### [Problem description]
Locate every line in the items below that contains the string "TARGET", and copy each one out. Case counts.

### [Items]
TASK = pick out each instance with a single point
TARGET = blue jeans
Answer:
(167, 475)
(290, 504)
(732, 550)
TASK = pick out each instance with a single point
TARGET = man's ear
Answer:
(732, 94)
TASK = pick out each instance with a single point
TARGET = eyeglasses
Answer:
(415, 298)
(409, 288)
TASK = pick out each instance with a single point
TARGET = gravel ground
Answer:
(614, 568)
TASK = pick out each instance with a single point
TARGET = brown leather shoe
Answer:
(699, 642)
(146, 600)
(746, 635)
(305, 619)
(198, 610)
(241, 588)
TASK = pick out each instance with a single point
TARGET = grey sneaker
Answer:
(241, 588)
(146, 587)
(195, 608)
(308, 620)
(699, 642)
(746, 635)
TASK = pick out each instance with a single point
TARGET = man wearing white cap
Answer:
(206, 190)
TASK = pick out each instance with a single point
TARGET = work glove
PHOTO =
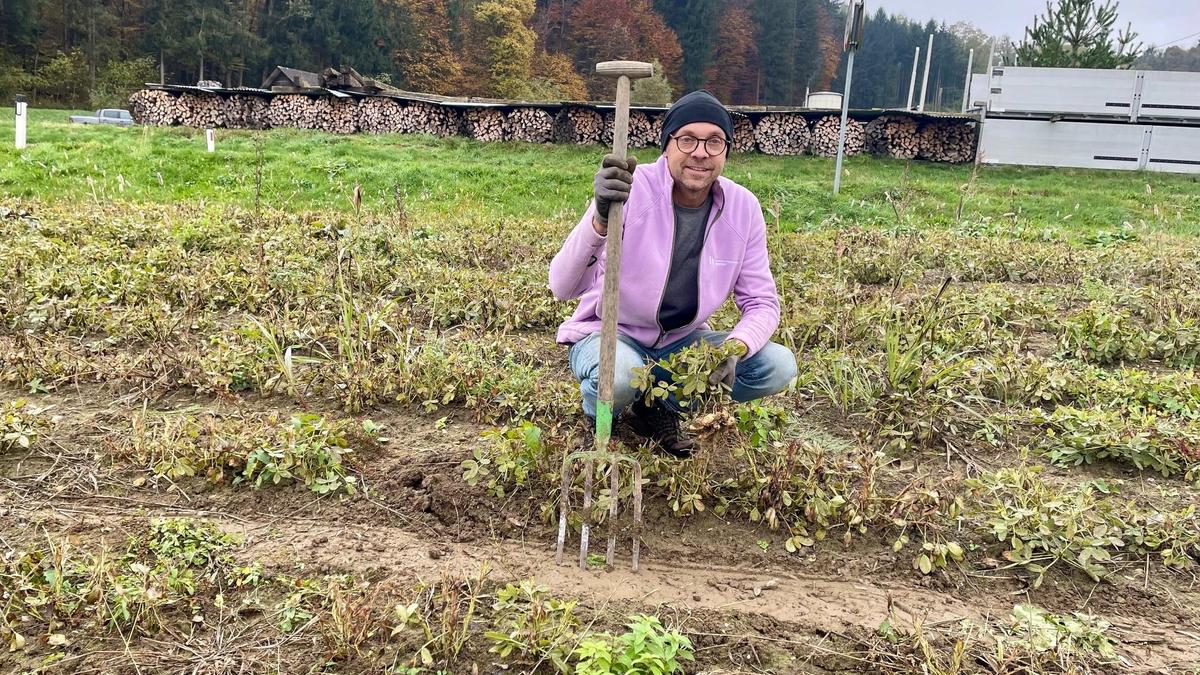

### [The completed task]
TARGET = blue jeans
TARGET = man's ear
TARGET = eyeglasses
TARGET = gravel ground
TARGET = brown leather shoe
TARGET = grey sneaker
TARGET = man wearing white cap
TARGET = work glove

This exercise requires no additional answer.